[[ DOCUMENT SECTION open ]]

Let yourself go with the poetic lines in this recital of poems from Ireland, Spain and Latin America. A journey through the 16th century until nowadays, selected by Poetry Ireland inaugural Poet in Residence, Catherine Ann Cullen, and by Hispanist Bill Richardson. Readings in Irish, English and Spanish, voices by Aifric Mac Aodha, Enriqueta Carballeira, Catherine Anne Cullen and Marcus Mac Conghail. Give it a listen!
Enriqueta Carballeira is a Spanish actress. She began her career in 1961 at the María Guerrero theatre in Madrid, while she continued her studies at the School of Dramatic Arts. Carballeira continued her training for ten years at the William Layton School. A defender of continuous learning, she approaches each job as an opportunity to learn, believes in good stories and her desire is to make them credible to the audience. She has a long career in theatre, film and television and has received numerous acting awards.
The Covid-19 pandemic interrupted her work in Transformación (Transformation), a play by Paloma Pedrero that brings to us the world of youth transsexuality. It will be performed at the National Theater in October 2020.
Catherine Ann Cullen is the inaugural Poet in Residence at Poetry Ireland. She is an award-winning poet, children’s writer and songwriter, and recipient of a Kavanagh Fellowship for Poetry 2018. Her three collections include The Other Now: New and Selected Works (Dedalus, 2016), and her latest of three children’s books is All Better! (Little Island 2019). She won the national Business to Arts Award for Best Use of Creativity in the Community for her residency in East Wall, Dublin, 2016-19. She has a PhD in Creative Writing from Middlesex University, and her research interests include ballads and children’s literature.

[[ DOCUMENT SECTION closed ]]

• **AIM OF THE EXERCISE**
Extend the page about the Irish, Spanish and Latin American poetry recital, picking up after its last sentence. The lines after this are not needed for the task.

[[ SUPPLIED ENTRIES open ]]

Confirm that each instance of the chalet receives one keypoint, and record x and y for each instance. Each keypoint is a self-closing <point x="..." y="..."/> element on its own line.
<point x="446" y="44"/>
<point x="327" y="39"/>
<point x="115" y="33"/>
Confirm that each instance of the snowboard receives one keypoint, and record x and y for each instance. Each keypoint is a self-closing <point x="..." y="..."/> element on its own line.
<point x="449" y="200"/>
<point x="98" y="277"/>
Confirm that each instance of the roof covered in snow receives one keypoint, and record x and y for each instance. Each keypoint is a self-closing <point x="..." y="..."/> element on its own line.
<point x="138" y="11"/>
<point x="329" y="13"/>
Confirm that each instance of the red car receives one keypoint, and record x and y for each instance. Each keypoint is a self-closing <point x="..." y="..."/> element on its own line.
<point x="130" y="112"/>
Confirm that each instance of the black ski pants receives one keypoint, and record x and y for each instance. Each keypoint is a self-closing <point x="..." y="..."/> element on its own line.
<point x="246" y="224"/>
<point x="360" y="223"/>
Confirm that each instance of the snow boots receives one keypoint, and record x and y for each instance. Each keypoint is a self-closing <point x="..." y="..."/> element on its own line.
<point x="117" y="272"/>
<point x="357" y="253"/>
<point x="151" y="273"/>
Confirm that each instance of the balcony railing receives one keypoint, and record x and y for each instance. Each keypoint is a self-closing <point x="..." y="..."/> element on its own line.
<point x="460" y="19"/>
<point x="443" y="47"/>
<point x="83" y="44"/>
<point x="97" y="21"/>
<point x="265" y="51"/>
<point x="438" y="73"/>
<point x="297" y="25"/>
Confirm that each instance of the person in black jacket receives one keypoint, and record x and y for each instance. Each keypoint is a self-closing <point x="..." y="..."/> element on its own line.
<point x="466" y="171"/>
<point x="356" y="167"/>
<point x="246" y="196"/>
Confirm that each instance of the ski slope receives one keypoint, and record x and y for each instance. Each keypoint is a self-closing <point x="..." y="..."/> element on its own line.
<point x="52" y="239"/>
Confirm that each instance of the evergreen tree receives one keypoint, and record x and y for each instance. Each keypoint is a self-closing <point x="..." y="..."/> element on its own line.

[[ SUPPLIED ENTRIES closed ]]

• **OUTPUT BELOW**
Aifric Mac Aodha was born in 1979. Her first collection, Gabháil Syrinx, was published in 2010. She has taught in St Petersburg, New York and Canada and has lectured in old and modern Irish at UCD. She was the winner of the Oireachtas Prize for Poetry (2017). Foreign News (The Gallery Press, 2017) is a bilingual collection of poems in Irish translated by David Wheatley. She has edited Comhar, The Stinging Fly and Poetry Ireland's Trumpet. She lives in Dublin where she now works as an editor for the Irish-language publisher, An Gúm.
Marcus Mac Conghail. This year he wrote and recorded a sound essay for the podcast, Ar Leac Mo Dhorais, a series produced by Emma Ní Chearúil which traced the local in this age of the covid. He has a poem in Aneas, Simon Ó Faoláin’s new journal which came out recently. He edited a book of essays, Meascra ón Aer, which was published by Coiscéim. And he played the part of the Poet in the film, Aisling Hiroshima, which is being made by Paula Kehoe.
Bill Richardson is an Irish Hispanist. He is currently Professor Emeriitus in Spanish at the National University of Ireland Galway. He has published books and articles on Spanish culture and society, linguistics, translation and Spanish and Latin American literature, as well as occasional individual poems, and has a special interest in the classic Argentine author Jorge Luis Borges.